● **Stated problem**:
In the material below, copy out word for word every line from the one containing "For every instance of the man's fingers, the" through the one containing "pixel 568 318", including both of those lines and nothing else.

● **Material for this task**:
★ ★ ★ ★ ★
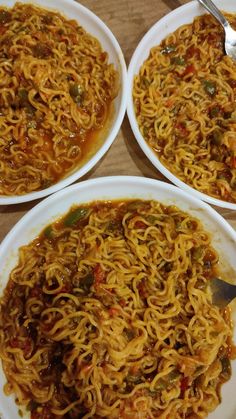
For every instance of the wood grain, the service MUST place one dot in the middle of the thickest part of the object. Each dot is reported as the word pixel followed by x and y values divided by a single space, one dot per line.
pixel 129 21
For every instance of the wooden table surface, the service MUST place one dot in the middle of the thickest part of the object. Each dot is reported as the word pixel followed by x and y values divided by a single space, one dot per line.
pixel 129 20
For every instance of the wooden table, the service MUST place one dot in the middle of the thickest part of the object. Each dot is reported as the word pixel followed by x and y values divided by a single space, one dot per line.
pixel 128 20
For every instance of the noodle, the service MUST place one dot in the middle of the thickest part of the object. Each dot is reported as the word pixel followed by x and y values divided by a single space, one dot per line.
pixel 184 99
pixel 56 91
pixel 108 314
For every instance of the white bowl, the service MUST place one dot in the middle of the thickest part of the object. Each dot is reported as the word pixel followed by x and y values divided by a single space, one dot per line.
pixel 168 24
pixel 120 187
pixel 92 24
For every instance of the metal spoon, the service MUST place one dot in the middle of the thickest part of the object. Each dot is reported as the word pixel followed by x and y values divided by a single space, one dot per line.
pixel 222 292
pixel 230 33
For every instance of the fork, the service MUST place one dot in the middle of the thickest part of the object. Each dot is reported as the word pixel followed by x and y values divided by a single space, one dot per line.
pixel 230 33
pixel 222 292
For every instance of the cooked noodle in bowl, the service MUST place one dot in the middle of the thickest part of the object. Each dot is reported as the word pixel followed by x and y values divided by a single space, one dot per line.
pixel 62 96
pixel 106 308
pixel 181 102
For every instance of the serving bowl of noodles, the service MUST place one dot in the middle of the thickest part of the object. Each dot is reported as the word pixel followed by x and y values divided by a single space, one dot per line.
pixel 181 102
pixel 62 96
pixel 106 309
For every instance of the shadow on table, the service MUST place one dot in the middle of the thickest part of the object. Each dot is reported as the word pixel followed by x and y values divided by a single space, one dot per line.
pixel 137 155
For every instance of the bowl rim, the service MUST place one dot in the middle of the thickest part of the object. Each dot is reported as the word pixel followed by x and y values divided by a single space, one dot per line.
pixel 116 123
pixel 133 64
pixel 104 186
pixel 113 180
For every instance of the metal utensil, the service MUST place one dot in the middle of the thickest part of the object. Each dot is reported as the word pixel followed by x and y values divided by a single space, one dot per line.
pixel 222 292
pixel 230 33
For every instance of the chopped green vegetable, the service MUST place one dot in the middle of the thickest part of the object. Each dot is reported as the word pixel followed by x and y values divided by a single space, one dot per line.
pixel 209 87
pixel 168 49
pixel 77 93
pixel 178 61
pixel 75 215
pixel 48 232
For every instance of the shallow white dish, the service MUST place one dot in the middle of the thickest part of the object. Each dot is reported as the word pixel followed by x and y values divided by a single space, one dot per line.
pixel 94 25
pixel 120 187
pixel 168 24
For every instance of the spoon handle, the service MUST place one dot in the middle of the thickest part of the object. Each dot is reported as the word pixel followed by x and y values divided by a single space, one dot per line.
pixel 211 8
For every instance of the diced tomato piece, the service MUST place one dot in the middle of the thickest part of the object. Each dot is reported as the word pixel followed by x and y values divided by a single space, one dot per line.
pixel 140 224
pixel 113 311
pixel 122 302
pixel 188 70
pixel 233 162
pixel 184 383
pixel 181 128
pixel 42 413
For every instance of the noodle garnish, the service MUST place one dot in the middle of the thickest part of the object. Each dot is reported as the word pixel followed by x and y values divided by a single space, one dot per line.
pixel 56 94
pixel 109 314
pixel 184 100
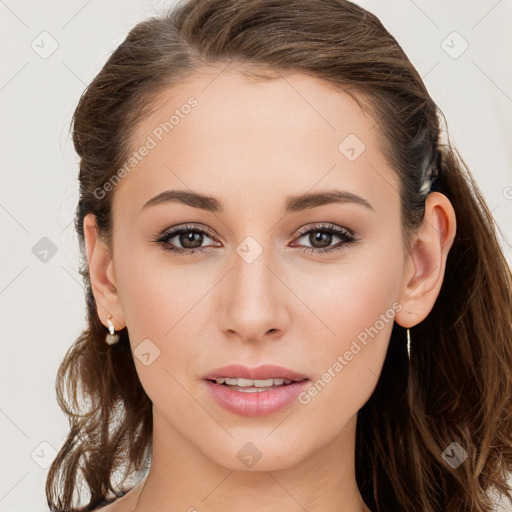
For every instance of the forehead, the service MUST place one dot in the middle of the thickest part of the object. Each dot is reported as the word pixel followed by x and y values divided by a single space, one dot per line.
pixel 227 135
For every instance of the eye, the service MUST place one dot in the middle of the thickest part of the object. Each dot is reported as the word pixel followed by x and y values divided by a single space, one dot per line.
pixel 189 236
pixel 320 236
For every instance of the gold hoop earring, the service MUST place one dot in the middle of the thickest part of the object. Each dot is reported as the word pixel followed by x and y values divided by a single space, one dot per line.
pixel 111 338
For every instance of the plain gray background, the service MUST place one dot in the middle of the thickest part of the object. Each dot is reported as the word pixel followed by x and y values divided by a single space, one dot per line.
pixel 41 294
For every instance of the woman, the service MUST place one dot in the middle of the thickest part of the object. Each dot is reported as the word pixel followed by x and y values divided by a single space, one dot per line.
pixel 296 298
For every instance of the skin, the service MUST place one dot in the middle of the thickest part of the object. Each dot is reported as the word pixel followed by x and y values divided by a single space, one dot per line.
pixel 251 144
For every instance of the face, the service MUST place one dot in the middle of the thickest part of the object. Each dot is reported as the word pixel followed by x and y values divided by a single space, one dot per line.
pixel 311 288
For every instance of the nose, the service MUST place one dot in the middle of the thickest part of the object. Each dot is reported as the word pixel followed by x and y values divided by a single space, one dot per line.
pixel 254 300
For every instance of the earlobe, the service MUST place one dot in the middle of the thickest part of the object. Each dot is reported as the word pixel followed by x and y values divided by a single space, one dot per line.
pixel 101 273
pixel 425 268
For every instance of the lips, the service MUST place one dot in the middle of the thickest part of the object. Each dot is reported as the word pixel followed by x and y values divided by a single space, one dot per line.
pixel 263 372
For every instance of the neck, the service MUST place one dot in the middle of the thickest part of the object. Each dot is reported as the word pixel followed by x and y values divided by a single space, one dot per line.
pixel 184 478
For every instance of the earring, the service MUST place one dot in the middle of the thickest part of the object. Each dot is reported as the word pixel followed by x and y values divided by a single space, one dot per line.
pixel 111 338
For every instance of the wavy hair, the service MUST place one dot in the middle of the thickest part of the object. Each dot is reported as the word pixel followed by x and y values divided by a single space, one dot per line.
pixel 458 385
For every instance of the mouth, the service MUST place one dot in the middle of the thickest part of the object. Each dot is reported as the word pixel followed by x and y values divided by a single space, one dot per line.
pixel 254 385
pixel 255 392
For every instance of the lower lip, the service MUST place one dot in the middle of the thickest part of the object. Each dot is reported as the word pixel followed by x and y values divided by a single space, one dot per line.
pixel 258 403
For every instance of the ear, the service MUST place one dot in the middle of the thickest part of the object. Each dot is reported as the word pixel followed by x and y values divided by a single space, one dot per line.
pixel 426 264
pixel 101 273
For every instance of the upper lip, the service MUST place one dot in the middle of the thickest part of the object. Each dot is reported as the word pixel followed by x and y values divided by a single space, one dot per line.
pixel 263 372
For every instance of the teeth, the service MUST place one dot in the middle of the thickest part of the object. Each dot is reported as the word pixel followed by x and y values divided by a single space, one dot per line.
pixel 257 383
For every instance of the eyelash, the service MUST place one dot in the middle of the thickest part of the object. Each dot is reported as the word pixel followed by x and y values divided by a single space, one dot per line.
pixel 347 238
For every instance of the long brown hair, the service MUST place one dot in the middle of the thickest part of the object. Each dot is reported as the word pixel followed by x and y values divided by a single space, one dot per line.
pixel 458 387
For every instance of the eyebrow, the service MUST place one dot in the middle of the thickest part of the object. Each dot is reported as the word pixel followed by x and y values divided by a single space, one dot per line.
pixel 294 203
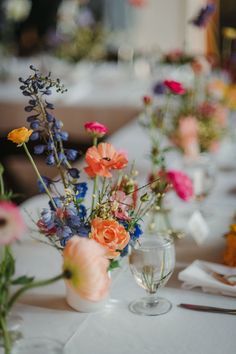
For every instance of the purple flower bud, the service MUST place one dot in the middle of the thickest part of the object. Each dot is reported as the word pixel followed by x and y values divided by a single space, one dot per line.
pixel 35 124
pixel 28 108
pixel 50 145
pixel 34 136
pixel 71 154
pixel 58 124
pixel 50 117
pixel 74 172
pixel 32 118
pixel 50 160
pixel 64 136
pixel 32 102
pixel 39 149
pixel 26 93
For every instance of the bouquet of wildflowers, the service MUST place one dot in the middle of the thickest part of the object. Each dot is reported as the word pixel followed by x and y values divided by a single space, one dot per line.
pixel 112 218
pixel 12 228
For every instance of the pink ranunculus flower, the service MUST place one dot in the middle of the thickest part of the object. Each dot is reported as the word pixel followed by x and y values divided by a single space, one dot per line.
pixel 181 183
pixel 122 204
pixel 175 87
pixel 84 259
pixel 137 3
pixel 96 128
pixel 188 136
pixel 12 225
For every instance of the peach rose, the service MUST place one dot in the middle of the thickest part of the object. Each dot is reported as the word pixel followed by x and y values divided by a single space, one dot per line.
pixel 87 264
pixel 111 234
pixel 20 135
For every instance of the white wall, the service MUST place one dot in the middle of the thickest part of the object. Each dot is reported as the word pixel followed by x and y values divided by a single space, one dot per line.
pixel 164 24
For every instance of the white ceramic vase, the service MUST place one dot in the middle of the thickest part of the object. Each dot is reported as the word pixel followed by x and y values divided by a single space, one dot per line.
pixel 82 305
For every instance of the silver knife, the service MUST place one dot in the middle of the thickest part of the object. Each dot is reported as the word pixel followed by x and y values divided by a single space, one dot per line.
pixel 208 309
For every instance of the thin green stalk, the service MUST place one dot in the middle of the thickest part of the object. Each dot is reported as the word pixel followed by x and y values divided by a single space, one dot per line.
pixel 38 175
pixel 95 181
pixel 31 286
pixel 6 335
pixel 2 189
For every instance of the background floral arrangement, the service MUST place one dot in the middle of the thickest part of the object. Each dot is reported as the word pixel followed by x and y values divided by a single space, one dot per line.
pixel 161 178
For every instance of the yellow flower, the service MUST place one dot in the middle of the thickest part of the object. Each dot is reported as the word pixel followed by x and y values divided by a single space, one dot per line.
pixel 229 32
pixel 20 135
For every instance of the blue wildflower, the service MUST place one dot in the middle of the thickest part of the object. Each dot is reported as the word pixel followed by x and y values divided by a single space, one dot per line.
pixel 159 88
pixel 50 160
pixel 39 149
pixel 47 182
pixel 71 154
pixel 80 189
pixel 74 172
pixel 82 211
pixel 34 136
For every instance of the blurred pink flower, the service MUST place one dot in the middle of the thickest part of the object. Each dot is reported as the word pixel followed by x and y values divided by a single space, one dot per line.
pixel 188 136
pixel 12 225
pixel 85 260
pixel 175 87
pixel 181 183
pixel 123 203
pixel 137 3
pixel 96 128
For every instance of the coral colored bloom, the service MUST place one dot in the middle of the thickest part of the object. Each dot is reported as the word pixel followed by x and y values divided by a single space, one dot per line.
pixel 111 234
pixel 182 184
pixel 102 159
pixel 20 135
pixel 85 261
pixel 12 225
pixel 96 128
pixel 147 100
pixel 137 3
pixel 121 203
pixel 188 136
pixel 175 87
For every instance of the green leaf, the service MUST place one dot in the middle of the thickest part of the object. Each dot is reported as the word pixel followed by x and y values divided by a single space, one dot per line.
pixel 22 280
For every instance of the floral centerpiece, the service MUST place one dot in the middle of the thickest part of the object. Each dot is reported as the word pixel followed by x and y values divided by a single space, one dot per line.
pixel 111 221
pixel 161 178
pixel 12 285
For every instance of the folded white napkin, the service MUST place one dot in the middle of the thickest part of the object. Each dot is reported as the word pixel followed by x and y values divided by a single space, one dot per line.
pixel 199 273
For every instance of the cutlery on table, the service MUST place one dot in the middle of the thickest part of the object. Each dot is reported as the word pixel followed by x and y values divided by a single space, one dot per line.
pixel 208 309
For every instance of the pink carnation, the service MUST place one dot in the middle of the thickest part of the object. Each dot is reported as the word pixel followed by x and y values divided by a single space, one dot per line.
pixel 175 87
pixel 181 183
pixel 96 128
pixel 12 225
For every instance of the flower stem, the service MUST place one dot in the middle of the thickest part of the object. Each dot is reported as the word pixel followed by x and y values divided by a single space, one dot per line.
★ ★ ★ ★ ★
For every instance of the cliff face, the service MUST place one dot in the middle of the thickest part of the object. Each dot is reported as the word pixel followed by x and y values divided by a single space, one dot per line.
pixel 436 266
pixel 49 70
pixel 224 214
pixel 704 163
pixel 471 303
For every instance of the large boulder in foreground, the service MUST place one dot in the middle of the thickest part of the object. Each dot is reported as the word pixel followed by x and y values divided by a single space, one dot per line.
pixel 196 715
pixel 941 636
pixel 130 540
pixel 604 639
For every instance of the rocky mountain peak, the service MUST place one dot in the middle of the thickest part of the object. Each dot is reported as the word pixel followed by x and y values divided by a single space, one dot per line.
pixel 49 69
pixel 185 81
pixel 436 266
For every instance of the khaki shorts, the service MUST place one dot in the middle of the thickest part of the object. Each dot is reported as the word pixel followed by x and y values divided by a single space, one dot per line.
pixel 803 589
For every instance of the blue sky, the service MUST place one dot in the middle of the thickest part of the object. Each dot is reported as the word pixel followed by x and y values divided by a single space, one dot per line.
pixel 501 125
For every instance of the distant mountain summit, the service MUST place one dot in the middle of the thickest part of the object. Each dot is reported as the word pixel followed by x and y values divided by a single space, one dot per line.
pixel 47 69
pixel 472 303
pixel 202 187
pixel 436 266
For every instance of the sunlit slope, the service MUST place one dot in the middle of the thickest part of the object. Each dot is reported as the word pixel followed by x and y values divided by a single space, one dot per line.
★ ★ ★ ★ ★
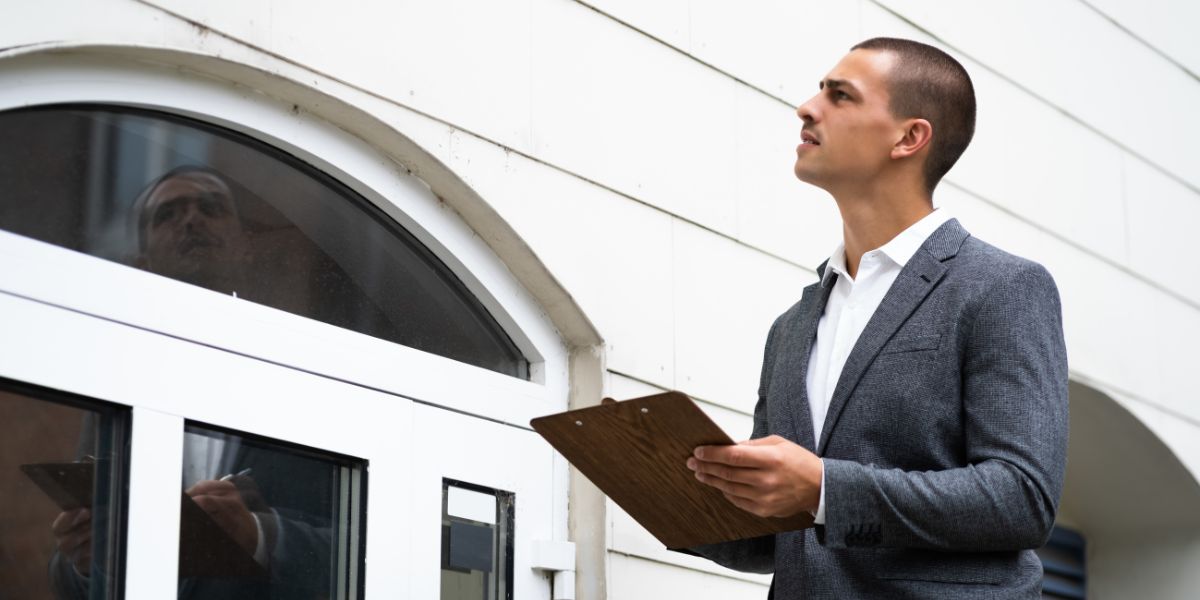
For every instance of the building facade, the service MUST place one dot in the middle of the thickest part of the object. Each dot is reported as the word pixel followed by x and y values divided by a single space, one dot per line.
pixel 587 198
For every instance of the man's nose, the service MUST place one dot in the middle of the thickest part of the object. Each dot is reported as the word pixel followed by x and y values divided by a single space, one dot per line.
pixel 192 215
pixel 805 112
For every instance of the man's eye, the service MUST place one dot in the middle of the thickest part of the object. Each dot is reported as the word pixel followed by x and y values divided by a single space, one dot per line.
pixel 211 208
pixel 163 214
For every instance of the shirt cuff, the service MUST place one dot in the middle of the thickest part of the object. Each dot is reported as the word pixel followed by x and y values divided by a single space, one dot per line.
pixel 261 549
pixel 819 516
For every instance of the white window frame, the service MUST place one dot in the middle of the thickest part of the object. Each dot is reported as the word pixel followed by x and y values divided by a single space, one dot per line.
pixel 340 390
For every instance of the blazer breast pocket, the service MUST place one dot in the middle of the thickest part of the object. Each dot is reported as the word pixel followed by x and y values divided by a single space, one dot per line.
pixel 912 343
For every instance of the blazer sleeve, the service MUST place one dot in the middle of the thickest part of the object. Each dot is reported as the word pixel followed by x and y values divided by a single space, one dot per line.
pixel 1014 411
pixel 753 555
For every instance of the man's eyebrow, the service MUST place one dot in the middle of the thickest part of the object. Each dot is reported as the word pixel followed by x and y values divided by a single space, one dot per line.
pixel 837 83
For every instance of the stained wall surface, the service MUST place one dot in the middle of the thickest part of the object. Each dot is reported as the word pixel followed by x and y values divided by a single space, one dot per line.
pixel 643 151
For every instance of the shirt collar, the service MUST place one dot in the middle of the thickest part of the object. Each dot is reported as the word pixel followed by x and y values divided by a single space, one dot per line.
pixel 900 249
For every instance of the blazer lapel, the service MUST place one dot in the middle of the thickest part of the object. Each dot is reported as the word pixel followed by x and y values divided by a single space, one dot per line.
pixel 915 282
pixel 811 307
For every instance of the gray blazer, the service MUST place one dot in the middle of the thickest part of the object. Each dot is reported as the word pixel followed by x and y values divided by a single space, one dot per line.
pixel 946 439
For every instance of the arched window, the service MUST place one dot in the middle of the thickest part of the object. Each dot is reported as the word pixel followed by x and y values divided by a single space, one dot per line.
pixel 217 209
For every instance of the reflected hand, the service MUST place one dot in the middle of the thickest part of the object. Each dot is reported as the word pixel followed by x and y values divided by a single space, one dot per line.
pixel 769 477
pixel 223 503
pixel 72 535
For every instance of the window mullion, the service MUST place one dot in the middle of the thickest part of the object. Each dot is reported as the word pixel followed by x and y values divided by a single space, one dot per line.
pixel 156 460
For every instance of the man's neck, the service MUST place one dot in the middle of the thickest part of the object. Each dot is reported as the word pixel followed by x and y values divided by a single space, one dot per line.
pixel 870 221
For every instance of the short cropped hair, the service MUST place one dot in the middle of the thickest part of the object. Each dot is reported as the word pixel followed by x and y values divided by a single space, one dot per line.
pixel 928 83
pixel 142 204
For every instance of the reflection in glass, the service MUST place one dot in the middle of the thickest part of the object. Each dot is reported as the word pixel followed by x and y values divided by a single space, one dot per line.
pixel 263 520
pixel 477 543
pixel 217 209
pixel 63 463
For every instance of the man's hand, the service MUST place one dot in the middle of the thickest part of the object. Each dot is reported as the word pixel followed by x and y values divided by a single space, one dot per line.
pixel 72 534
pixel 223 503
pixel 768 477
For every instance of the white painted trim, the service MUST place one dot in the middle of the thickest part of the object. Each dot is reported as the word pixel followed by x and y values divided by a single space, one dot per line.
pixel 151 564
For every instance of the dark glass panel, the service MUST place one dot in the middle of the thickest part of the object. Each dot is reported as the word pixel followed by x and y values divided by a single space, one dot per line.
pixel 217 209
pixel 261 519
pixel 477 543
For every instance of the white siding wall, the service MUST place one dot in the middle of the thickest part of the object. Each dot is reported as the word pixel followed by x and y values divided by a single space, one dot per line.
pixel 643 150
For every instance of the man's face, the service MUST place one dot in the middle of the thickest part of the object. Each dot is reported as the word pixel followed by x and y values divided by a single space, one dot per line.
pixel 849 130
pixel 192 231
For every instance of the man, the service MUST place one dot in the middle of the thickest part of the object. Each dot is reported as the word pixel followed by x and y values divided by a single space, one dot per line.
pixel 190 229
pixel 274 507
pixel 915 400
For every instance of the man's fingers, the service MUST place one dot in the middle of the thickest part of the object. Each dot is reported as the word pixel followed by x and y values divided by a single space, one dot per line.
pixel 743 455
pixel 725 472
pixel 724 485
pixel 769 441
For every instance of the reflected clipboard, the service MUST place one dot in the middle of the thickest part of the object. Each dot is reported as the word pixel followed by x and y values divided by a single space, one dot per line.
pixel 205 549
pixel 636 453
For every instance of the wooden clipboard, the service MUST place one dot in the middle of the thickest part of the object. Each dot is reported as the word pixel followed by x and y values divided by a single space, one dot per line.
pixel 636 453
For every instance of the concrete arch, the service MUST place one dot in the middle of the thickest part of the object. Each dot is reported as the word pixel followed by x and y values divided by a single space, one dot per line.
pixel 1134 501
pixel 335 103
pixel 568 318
★ ★ ★ ★ ★
● **Result**:
For every instance of the man's fingers, the service MUST place one dot in the middle of the thickest part of the object. Each dot is reported as the word pixel followed by x and y values divided by a single space, one dot per line.
pixel 743 455
pixel 725 472
pixel 724 485
pixel 769 441
For every instance of the reflected clipboard, the service MUST place one dot in the middle of the thickest part of the object. Each dot is reported as the word pixel followed by x and y values divided by a single space, one dot per line.
pixel 205 549
pixel 636 453
For every instance of the wooden clipboard, the service MUST place one dot in the middle of the thickest part of the object. Each dot is reported as the word pixel followed by x and y values divided by a single space, one dot per line.
pixel 636 453
For every instance of the concrete arch, the service MUST place one dot in the middle of the thickest part of the object. Each dot is reported as the word pixel followed by x and y values divided by a single space, one dot per line.
pixel 1134 501
pixel 335 103
pixel 568 318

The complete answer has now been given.